* **What you will do**: Report each line of the records where "below" occurs.

Region pointing data:

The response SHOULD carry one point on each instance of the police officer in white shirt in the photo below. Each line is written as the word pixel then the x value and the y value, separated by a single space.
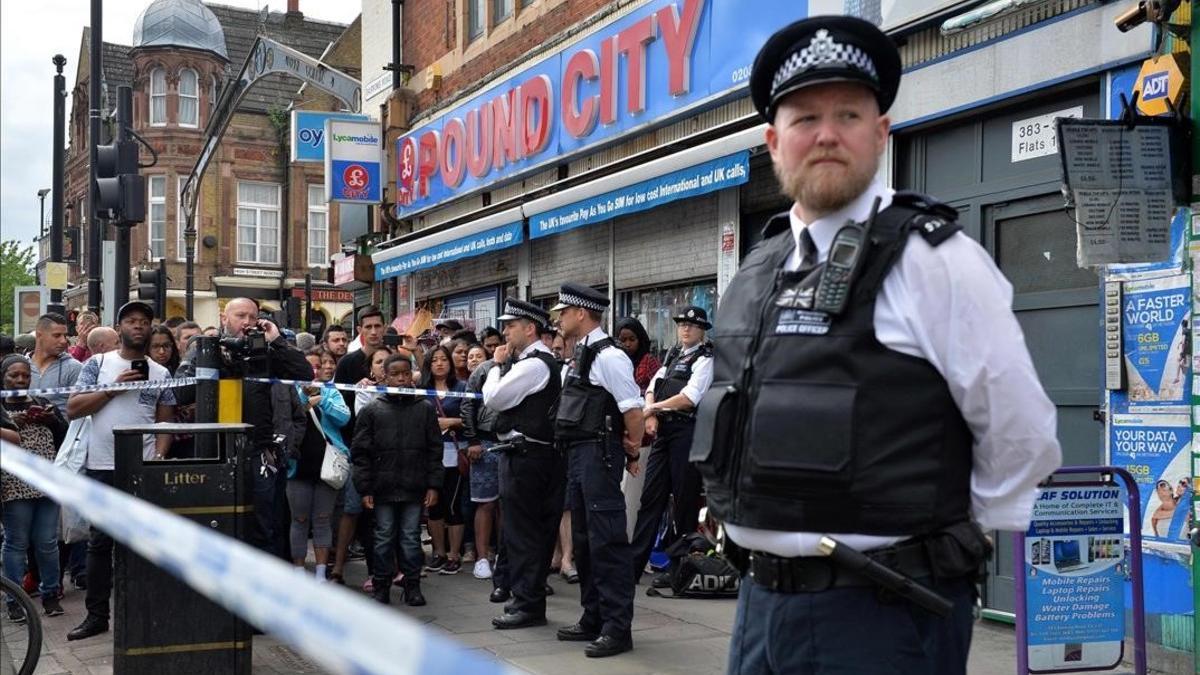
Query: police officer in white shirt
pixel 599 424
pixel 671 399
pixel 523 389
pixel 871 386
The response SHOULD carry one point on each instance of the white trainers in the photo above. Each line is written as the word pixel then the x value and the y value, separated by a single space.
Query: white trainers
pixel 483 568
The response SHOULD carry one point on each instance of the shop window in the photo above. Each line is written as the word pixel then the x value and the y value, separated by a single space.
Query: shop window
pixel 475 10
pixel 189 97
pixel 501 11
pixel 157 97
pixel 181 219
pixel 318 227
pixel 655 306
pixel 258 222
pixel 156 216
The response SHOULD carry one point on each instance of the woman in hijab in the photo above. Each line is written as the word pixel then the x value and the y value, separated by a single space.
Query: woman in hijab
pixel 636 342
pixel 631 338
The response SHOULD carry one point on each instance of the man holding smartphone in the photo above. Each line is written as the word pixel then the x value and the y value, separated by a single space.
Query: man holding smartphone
* * *
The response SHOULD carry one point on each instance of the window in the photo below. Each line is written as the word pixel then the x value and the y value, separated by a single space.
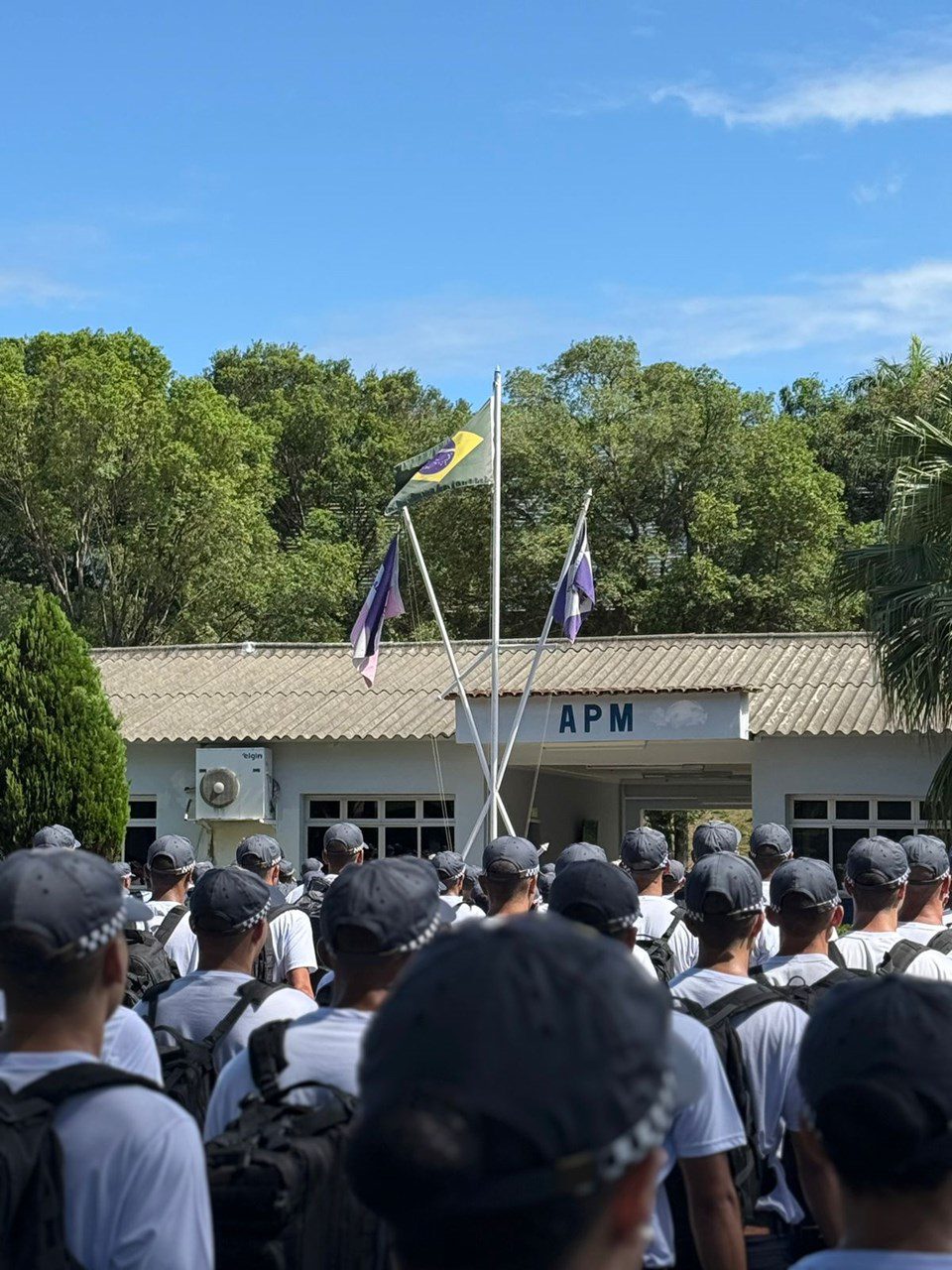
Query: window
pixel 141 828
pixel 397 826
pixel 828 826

* **Finished task**:
The response SHOULD carry one point on each instance of the police officer in white shirt in the photo below. Each line is written as the word pixel then the x value and the y value, separated by a single space.
The response SHOULD carry one point on each instance of the window in the photo below. Each line is written as the word pixel then the x value and the y value, separated by a single space.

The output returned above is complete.